# Problem to work on:
Reproduce the data verbatim from its first line through the line holding "(1063, 465)", inclusive, and output only those lines.

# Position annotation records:
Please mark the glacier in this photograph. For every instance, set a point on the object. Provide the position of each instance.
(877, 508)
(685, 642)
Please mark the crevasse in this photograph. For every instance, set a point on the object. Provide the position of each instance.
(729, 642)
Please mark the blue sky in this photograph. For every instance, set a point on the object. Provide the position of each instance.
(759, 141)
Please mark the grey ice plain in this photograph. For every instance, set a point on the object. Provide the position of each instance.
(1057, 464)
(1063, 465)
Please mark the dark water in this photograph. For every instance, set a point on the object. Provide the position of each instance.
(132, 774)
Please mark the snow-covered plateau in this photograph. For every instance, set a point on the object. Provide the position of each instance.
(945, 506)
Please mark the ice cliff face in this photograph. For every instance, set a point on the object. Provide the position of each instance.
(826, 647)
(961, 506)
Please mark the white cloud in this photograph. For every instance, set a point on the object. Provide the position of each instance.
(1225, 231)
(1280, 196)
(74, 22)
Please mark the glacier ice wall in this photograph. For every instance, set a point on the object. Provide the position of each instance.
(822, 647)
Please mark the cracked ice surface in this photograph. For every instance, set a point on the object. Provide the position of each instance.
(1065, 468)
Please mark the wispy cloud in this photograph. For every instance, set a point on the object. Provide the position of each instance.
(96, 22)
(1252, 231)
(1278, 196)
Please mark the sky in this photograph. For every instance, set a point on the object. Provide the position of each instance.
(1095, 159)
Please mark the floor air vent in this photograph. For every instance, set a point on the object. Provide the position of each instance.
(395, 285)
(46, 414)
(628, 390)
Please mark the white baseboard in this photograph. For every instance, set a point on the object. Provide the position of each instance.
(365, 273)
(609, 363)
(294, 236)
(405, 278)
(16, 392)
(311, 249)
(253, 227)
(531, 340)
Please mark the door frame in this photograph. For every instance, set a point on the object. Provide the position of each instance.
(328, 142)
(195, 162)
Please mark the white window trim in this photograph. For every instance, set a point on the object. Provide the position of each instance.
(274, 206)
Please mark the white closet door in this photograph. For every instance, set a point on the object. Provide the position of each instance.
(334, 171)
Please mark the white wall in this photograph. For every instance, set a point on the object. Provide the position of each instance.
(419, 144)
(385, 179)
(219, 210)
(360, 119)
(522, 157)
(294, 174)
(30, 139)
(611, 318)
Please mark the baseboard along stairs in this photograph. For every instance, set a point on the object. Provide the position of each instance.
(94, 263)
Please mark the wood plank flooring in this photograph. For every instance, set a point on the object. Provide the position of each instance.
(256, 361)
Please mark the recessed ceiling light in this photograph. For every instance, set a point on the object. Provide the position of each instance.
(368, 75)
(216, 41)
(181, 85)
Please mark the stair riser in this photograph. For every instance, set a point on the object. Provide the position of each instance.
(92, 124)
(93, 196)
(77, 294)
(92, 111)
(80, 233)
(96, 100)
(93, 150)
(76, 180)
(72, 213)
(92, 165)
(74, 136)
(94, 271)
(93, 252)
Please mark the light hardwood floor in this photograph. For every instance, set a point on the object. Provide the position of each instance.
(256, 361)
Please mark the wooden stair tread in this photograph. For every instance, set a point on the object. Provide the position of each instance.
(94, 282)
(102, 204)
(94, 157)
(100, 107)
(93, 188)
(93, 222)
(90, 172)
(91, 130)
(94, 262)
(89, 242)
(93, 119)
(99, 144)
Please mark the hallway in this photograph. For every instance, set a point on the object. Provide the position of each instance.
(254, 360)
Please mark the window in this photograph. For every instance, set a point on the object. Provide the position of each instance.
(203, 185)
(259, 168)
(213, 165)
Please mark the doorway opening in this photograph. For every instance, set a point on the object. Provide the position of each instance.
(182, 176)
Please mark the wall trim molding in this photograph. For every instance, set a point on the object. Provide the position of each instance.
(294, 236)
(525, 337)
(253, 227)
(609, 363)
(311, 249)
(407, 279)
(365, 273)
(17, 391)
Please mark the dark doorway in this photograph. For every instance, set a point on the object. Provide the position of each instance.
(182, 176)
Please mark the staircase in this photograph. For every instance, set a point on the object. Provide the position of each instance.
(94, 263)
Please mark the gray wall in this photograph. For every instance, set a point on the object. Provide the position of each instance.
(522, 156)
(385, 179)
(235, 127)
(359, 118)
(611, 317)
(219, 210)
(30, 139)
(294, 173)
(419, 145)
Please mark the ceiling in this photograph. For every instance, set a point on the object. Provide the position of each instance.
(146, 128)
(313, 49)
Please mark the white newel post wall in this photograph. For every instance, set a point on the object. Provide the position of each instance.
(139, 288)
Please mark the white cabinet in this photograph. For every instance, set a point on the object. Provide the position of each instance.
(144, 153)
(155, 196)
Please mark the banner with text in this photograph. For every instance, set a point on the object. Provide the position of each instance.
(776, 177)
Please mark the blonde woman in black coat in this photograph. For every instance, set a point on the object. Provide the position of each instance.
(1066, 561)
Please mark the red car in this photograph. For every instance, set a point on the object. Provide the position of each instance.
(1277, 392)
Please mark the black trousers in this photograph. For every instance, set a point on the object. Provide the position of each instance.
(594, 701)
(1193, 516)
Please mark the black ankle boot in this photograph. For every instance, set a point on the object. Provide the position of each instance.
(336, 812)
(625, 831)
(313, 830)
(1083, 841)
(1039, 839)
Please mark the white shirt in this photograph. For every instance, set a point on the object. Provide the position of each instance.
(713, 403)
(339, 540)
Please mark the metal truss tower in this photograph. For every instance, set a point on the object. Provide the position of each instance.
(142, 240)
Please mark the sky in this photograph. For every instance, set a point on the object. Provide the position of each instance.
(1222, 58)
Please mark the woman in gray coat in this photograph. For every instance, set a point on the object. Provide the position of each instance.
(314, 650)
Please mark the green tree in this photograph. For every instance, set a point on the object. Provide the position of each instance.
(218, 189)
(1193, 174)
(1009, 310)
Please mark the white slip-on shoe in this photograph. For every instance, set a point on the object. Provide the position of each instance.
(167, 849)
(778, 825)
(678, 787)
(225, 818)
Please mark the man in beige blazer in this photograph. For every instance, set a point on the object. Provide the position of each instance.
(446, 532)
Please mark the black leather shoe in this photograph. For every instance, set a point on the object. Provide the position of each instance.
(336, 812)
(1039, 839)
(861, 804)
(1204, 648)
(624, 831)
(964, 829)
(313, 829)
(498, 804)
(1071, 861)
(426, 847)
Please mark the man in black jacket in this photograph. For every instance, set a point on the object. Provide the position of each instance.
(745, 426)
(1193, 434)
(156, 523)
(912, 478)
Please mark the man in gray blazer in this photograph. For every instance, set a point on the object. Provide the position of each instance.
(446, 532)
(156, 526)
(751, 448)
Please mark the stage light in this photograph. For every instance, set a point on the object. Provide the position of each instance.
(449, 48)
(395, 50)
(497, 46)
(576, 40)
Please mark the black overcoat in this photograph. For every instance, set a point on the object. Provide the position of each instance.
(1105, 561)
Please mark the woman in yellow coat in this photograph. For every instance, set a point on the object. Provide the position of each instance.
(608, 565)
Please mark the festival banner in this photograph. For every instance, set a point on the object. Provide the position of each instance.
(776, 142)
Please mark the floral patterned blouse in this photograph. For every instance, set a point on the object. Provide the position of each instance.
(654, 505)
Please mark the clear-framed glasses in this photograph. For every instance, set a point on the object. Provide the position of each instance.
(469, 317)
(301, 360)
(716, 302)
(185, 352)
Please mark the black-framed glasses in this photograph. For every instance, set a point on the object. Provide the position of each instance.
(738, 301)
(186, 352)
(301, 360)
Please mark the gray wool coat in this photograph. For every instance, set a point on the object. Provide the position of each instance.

# In response:
Please mark the glacier in this photograph. For every instance, set a point on the object. Provide the position of each instance.
(877, 508)
(685, 642)
Please mark the crevasse in this photograph. For every instance, set a point on the object. Provide the position of each instance.
(729, 642)
Please mark the blue sky in this photograph. For every instance, set a point on the object. Provide the position of each instance.
(759, 141)
Please mark the grey ice plain in this photograph. For every instance, set a point on the object. Provide the position of each instance.
(1057, 464)
(1063, 465)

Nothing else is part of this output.